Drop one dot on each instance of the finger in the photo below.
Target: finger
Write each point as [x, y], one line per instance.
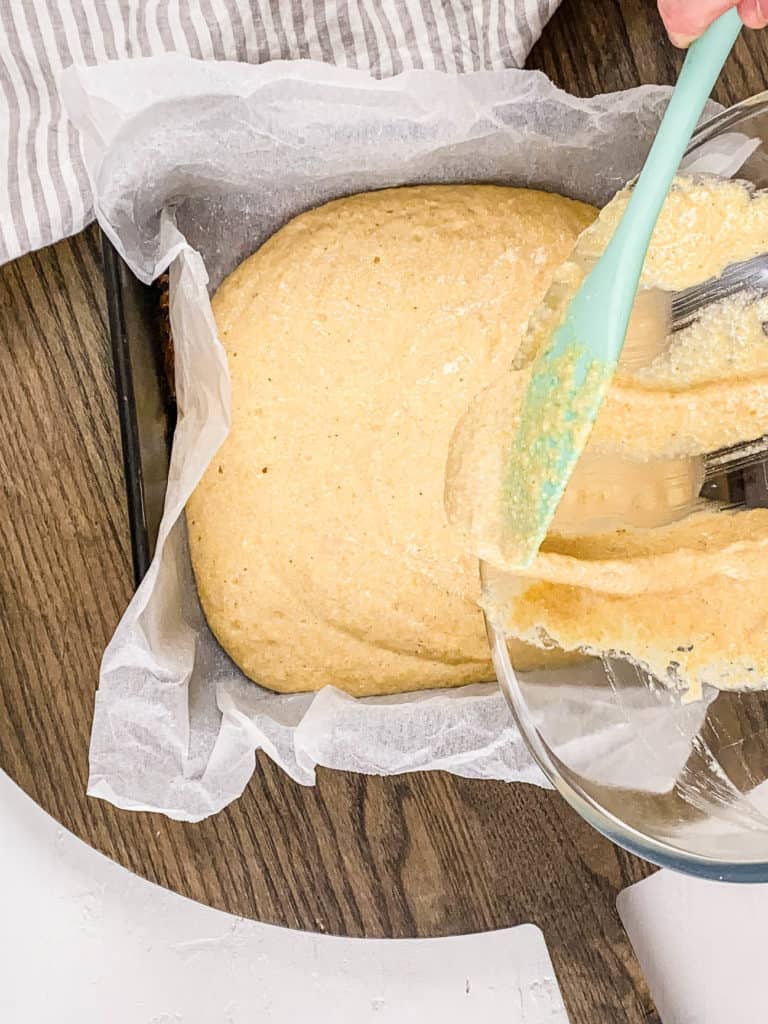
[686, 20]
[754, 13]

_What you should do_. Print the full listing above exactly. Pictures stay out of the copy.

_Written solution_.
Drop one dot on each instance of the finger in the photo below.
Target: finger
Write each point as [x, y], one line per instance.
[686, 20]
[754, 13]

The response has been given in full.